Reto 1: Reproduce íntegro y sin cambios el fragmento de más abajo sobre Disgregario, de Roberto A. Cabrera.

Fragmento del texto:
+++

Menos es más: para quien no conozca la obra anterior de Roberto A. Cabrera, esta brillante paradoja enunciada en su momento por Mies van der Rohe puede no tener ningún sentido. Hay que saber, en efecto, que el libro que ahora se presenta, Disgregario, es el resultado de una «revisión implacable», según palabras del autor, de un libro escrito y publicado siete años atrás, Cuaderno azul, para comprender cabalmente esta labor tan peculiar que consiste en nutrir a la palabra de su propio vacío, de su propia retracción o de su propia disolución. No debe pensarse, sin embargo, que Disgregario es simplemente una nueva versión de aquel libro, pues una reescritura que se ha demorado, como en este caso, durante más de seis años, tiene todo el derecho a considerarse una escritura independiente, desligada ya en gran medida de lo que la precedió. En este sentido, Roberto A. Cabrera podría afirmar con el poeta suizo de expresión francesa Philippe Jaccottet: a partir du rien, telle est ma loi («a partir de la nada, esta es mi ley»). Y los fragmentos que van brotando en este nuevo despertar de la escritura irán formando el rostro renovado de una palabra que se ha vaciado de sí misma para renacer, una especie de palimpsesto de la vacuidad, la paciente siembra de unos signos sobre otros signos borrados, trazos que despuntan sobre huellas de trazos, en un aliento creador tan peculiar que sería difícil buscarle parangón entre nosotros.

+++

Datos para procesar:
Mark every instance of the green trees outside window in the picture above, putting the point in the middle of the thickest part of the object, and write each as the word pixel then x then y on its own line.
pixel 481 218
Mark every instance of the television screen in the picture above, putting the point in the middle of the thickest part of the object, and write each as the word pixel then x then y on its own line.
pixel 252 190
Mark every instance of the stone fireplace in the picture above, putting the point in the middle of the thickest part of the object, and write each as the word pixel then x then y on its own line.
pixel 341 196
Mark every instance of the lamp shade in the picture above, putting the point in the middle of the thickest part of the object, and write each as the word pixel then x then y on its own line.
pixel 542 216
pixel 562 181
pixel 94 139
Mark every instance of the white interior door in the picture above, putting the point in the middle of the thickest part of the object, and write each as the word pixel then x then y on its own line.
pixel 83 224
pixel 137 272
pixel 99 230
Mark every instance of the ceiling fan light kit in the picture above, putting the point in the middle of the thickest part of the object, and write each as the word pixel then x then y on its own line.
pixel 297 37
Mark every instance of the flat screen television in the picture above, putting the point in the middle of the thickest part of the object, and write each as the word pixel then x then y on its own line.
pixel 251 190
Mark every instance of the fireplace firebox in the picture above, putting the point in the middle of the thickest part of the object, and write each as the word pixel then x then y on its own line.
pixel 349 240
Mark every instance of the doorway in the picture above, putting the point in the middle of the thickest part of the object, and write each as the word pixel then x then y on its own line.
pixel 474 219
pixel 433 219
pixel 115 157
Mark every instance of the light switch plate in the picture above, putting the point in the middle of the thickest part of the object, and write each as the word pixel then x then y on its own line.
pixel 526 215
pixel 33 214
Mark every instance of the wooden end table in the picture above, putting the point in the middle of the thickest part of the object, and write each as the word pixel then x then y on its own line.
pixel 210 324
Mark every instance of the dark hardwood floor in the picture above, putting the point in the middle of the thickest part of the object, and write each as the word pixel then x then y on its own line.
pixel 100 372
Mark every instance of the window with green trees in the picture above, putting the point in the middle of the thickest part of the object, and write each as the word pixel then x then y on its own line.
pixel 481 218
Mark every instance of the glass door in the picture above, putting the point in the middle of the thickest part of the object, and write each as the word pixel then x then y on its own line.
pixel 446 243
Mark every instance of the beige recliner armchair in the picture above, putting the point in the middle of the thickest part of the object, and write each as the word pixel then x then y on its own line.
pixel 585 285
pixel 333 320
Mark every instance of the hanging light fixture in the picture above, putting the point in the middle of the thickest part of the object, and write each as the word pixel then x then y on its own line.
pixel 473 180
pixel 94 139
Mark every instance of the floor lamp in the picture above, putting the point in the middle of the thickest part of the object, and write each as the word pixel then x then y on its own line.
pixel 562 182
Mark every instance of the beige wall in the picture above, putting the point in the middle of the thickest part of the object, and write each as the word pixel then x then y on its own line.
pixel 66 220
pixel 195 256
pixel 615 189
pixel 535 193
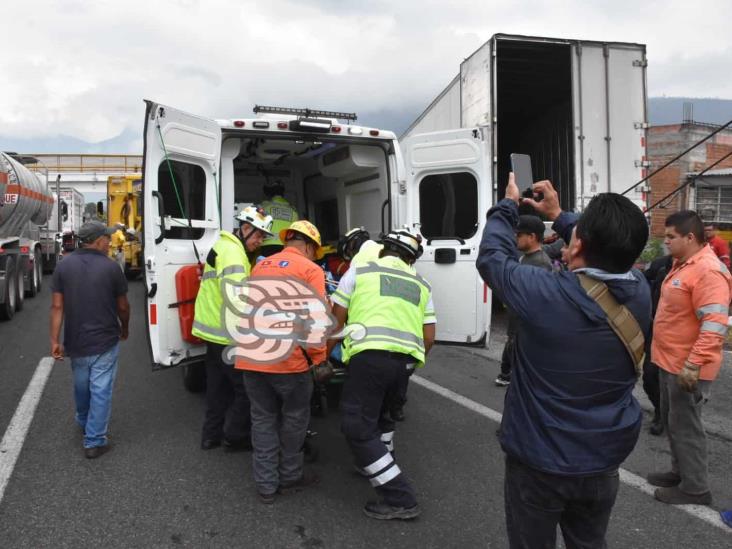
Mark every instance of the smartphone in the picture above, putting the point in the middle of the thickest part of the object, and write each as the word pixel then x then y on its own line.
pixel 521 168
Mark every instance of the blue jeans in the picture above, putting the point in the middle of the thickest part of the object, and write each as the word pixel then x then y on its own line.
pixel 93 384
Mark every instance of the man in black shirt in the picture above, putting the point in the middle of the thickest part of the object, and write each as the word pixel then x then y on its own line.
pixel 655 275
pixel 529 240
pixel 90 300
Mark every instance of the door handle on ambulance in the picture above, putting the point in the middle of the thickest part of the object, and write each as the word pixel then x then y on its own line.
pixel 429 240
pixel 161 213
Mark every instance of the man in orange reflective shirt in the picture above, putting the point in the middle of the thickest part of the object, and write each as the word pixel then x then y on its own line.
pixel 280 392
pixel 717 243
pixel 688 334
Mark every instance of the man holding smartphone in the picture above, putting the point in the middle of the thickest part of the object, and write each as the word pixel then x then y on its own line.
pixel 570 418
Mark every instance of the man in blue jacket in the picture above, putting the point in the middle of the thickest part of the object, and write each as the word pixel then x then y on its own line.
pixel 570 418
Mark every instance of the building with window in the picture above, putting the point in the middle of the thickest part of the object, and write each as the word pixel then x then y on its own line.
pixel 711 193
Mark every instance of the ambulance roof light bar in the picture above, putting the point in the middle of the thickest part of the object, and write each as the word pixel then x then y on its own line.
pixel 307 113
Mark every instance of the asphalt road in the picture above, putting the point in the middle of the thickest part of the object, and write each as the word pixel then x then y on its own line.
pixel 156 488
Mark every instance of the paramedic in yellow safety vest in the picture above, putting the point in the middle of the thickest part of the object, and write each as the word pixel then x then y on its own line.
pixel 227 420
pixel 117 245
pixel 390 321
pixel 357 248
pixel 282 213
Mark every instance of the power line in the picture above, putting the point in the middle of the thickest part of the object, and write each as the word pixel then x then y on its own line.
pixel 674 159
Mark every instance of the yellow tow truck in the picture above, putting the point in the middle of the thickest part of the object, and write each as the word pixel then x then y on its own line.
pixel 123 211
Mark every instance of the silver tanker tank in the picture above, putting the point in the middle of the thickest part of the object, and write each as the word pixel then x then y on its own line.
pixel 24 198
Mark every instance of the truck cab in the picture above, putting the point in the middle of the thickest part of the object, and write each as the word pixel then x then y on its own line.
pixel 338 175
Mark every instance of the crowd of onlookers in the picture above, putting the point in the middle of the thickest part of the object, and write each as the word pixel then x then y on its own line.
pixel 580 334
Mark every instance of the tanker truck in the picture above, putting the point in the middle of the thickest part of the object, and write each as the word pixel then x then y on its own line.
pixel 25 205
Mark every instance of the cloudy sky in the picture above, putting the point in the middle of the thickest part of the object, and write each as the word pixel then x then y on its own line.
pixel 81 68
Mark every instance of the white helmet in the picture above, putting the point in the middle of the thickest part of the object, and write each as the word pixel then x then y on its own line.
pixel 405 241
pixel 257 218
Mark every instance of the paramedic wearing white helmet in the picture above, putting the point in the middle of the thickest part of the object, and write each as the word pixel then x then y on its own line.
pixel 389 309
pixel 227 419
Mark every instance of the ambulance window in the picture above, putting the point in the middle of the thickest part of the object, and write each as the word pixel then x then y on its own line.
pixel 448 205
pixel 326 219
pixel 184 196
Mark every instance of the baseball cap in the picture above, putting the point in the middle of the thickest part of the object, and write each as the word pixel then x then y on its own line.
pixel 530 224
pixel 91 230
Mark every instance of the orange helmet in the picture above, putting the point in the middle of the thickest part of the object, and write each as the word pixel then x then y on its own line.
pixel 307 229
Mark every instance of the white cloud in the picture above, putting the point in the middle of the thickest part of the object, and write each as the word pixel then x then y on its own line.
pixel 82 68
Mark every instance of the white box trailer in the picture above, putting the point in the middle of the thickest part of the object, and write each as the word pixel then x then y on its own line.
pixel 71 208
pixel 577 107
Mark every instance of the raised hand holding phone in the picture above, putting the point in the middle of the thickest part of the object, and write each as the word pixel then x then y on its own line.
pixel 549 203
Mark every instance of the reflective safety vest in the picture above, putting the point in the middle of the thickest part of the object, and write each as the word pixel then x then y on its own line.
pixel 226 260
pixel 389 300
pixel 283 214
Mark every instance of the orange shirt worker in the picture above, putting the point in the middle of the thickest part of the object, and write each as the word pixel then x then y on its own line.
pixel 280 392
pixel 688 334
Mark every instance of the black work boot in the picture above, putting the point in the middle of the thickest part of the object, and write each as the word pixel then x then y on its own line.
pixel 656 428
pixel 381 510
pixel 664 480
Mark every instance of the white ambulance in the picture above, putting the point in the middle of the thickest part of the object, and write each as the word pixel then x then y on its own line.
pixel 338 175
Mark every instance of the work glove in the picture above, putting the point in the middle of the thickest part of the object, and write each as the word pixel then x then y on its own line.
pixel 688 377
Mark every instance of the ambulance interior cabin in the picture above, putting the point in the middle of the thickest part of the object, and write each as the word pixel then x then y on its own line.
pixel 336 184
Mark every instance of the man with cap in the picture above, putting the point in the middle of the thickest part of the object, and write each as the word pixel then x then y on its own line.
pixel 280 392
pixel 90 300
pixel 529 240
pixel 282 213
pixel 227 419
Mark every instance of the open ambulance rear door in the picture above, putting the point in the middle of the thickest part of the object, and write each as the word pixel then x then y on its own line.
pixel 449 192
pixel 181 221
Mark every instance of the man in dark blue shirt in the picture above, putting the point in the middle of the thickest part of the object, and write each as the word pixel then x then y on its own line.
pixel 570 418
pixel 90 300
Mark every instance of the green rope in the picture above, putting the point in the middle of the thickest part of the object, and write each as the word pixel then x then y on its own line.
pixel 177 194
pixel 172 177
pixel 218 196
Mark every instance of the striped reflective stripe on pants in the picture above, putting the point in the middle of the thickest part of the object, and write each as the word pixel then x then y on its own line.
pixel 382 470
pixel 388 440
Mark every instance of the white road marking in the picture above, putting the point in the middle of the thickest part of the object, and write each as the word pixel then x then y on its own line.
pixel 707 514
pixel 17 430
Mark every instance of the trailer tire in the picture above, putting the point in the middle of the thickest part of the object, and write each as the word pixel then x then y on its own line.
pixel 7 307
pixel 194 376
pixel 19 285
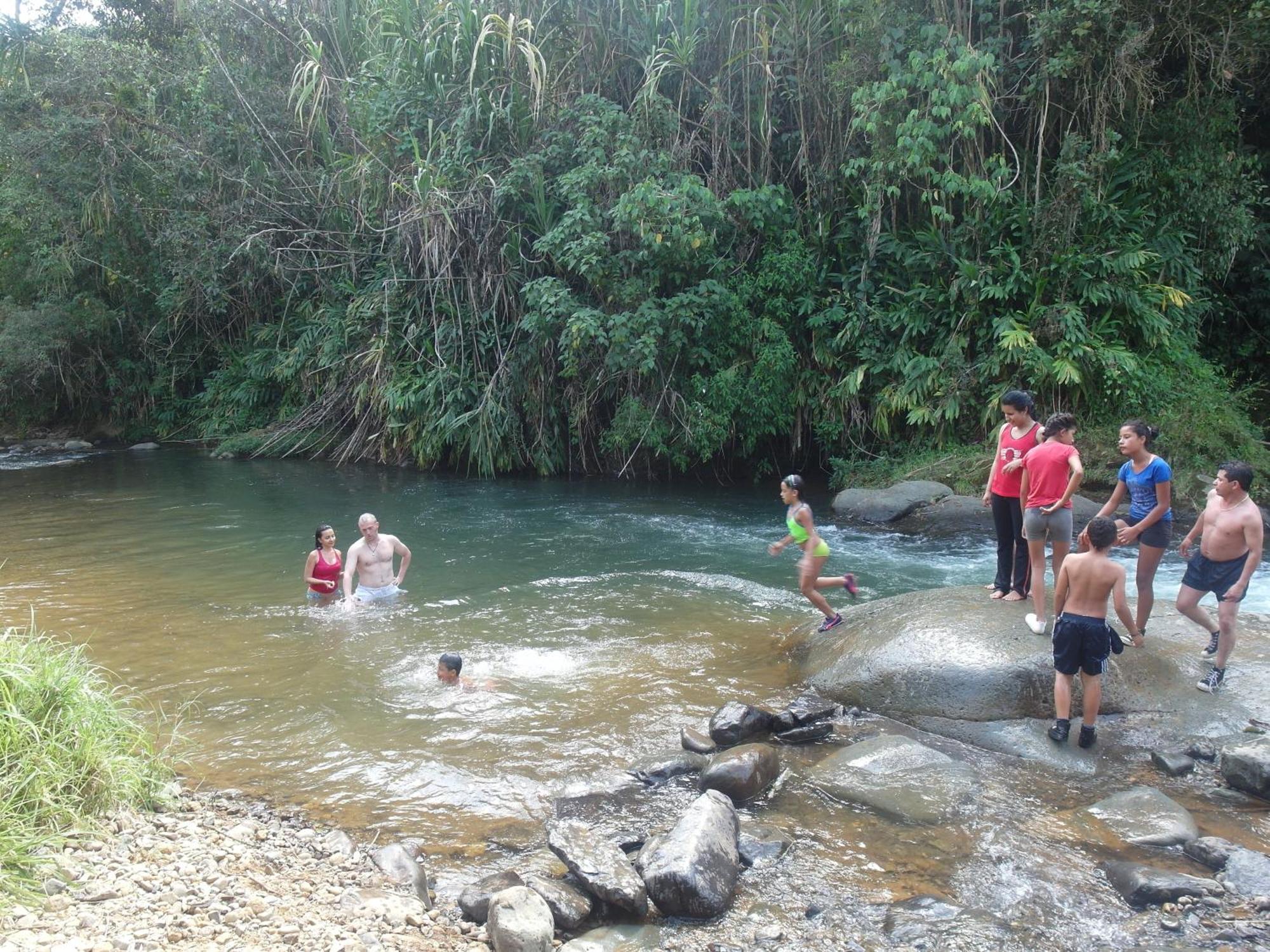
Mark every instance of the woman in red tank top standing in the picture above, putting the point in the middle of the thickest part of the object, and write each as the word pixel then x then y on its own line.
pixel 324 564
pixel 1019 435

+++

Reto 2: Copia tal cual, de las filas de arriba, las líneas que van desde la que contiene "Mark every instance of the man in dark" hasta la que contiene "pixel 388 440", ambas incluidas.

Respuesta 1:
Menos es más: para quien no conozca la obra anterior de Roberto A. Cabrera, esta brillante paradoja enunciada en su momento por Mies van der Rohe puede no tener ningún sentido. Hay que saber, en efecto, que el libro que ahora se presenta, Disgregario, es el resultado de una «revisión implacable», según palabras del autor, de un libro escrito y publicado siete años atrás, Cuaderno azul, para comprender cabalmente esta labor tan peculiar que consiste en nutrir a la palabra de su propio vacío, de su propia retracción o de su propia disolución. No debe pensarse, sin embargo, que Disgregario es simplemente una nueva versión de aquel libro, pues una reescritura que se ha demorado, como en este caso, durante más de seis años, tiene todo el derecho a considerarse una escritura independiente, desligada ya en gran medida de lo que la precedió. En este sentido, Roberto A. Cabrera podría afirmar con el poeta suizo de expresión francesa Philippe Jaccottet: a partir du rien, telle est ma loi («a partir de la nada, esta es mi ley»). Y los fragmentos que van brotando en este nuevo despertar de la escritura irán formando el rostro renovado de una palabra que se ha vaciado de sí misma para renacer, una especie de palimpsesto de la vacuidad, la paciente siembra de unos signos sobre otros signos borrados, trazos que despuntan sobre huellas de trazos, en un aliento creador tan peculiar que sería difícil buscarle parangón entre nosotros.

Respuesta 2:
Mark every instance of the man in dark blue shirt in the picture above, putting the point in the middle of the thickest part of the object, and write each as the word pixel then x then y on its own line.
pixel 570 418
pixel 90 300
Mark every instance of the green rope in the picture above, putting the point in the middle of the thickest part of the object, and write each as the word pixel then x then y on its own line.
pixel 177 194
pixel 172 177
pixel 218 196
Mark every instance of the striped reflective stripe on pants in the picture above, putting the point in the middle of the thickest part of the object, and write each as the word pixel then x then y on its own line.
pixel 382 470
pixel 388 440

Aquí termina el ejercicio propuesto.